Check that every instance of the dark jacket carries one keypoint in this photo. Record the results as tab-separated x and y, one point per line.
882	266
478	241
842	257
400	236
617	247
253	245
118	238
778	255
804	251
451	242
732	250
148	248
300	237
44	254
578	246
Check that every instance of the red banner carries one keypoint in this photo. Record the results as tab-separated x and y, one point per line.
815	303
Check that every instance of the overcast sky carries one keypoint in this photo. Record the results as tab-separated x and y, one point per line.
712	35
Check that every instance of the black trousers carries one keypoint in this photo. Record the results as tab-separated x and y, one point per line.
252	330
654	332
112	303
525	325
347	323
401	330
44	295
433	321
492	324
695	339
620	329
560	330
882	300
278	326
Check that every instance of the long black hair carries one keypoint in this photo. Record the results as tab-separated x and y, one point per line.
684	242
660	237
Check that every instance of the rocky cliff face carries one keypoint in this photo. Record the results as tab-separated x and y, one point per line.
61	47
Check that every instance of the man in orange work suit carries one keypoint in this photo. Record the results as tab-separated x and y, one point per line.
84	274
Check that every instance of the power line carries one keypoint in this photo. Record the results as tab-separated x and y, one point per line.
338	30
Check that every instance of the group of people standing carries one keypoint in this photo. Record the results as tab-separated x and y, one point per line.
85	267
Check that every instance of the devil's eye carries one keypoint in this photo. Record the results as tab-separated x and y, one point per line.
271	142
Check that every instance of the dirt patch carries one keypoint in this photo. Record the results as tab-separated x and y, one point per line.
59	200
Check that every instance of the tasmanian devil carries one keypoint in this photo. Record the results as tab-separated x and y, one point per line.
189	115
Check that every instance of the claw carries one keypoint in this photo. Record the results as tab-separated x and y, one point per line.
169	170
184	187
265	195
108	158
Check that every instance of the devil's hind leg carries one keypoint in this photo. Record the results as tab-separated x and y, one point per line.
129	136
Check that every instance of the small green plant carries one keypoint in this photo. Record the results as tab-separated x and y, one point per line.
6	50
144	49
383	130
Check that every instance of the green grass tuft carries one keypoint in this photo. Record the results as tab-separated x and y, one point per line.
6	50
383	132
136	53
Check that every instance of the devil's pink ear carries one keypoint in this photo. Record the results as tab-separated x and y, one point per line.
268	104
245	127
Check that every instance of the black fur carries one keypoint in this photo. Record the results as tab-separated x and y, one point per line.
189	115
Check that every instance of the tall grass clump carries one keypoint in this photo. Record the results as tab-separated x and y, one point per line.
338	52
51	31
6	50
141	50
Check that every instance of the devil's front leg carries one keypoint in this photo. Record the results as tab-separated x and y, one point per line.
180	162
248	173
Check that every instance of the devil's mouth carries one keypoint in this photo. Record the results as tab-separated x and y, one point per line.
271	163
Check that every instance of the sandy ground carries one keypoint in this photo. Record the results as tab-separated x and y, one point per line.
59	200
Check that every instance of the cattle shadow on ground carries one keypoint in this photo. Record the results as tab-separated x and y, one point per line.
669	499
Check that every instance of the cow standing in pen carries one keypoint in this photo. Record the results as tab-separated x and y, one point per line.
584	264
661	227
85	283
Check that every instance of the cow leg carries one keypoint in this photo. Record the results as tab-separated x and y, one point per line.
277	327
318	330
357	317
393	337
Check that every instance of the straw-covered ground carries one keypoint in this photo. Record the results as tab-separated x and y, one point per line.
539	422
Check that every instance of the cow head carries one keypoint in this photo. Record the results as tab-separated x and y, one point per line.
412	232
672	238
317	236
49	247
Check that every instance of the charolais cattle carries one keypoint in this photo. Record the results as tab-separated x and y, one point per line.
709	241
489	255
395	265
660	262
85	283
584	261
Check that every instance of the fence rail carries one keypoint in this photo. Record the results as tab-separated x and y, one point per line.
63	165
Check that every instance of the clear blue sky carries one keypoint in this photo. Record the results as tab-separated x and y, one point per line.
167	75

- _STATED PROBLEM_:
Without leaving anything out, quote all the data.

- _THE RESPONSE_:
Check that every instance of the dark jacket carries one keypoint in this photo. Record the results as tab-separated x and y, one point per line.
882	266
478	241
842	257
400	236
617	247
253	245
118	238
778	255
804	251
451	242
732	250
148	248
300	237
44	254
578	246
Check that every instance of the red banner carries one keypoint in this photo. Record the results as tab-separated x and y, one point per line.
815	303
Check that every instance of the overcast sky carries one keypoint in this photo. Record the results as tab-separated x and y, one point per line.
712	35
Check that every instance of the black trousers carries one keypoint in this photo. Record the results as tab-separated x and y, one point per line.
252	330
654	332
112	303
525	325
347	323
401	330
44	295
433	321
492	324
695	339
620	329
560	330
882	300
278	326
Check that every instance of the long black hair carries one keypoint in this photo. Record the results as tab-separated x and y, one point per line.
684	242
660	237
Check that every instance of the rocky cliff face carries one keypoint in this photo. Record the results as tab-separated x and y, one point per line.
61	47
Check that every instance of the man in orange work suit carries one keypoint in this photo. Record the results as tab-separated x and y, one point per line.
84	274
Check that every instance of the power line carries one keypoint in this photo. Record the results as tab-separated x and y, one point per line.
338	30
Check that every instance of the group of people standing carries one keypoint in this photo. Record the results as tab-separated x and y, one point per line.
85	267
Check that every instance of the devil's eye carries one keypoint in this photo. Record the results as tab-separated x and y, one point per line.
271	142
Check that every instance of the dirt patch carries one keypoint in this photo. Record the results as tab-separated x and y, one point per line.
59	200
Check that every instance of the tasmanian devil carries one keypoint in this photo. Record the results as tab-separated x and y, one point per line.
189	115
Check that every instance of the claw carries one keypoint in this photo. Record the results as tab-separated x and y, one point per line.
169	170
184	187
265	195
108	158
Check that every instance of the devil's hind leg carries one keypoint in this photo. Record the results as tab-separated x and y, one point per line.
129	136
Check that every instance of the small green plant carries one keypoint in this photo. Record the results as tab-separated x and y, one point per line.
6	50
144	49
383	130
Check that every instance of the green grass tuft carries one keypoint in this photo. Record the results as tab-separated x and y, one point per line.
6	50
383	132
136	53
Check that every instance of the devil's pink ear carries one keypoint in this photo. Record the results as tab-separated x and y, one point per line.
268	104
245	127
Check that every instance of the black fur carries one keypoint in this photo. Record the results as tab-separated x and y, one point per line.
189	115
Check that every instance of the tall grass clump carries one keypoint in this photo. Record the results as tab-separated x and y, one point per line.
338	52
51	31
6	50
141	50
Check that every instance of the devil's front leg carries one keypoint in this photo. Record the results as tab-separated x and y, one point per line.
180	162
248	173
Check that every instance of the devil's mouth carries one keypoint in this photo. Record the results as tab-separated x and y, one point per line.
271	163
Check that every instance of the sandy ground carries one keypoint in this photo. Record the results as tab-separated x and y, one point per line.
59	200
Check that every instance of the cattle shadow on ground carries one keypoint in this photo. Record the results as tab-separated x and y, one point per line.
669	499
Check that every instance of the cow standing in pen carries one keypoint in this photo. Record the results as tab-separated x and y, one point per line.
584	264
661	227
85	283
Check that every instance of the cow leg carries one keypoint in this photo. Record the results as tab-separated x and y, one point per line.
277	327
318	330
357	317
393	337
Check that every instance of the straw-covered ground carries one keypoint in this photo. Record the results as tab-separated x and y, one point per line.
539	422
Check that every instance of the cow head carries one keypoint in this photo. Record the results as tab-separated x and y, one point per line.
412	232
672	238
317	236
49	247
Check that every instance of the charolais cattle carries one keypoint in this photo. Record the results as tab-separated x and y, one point per line.
709	241
489	255
395	265
660	262
85	283
584	261
Check that every instance of the fence rail carries one keypoint in this photo. Record the results as tab-separated x and y, one point per line.
63	165
Check that every instance of the clear blue sky carries one keypoint in this photo. Record the results as tab-separated x and y, one point per line.
167	75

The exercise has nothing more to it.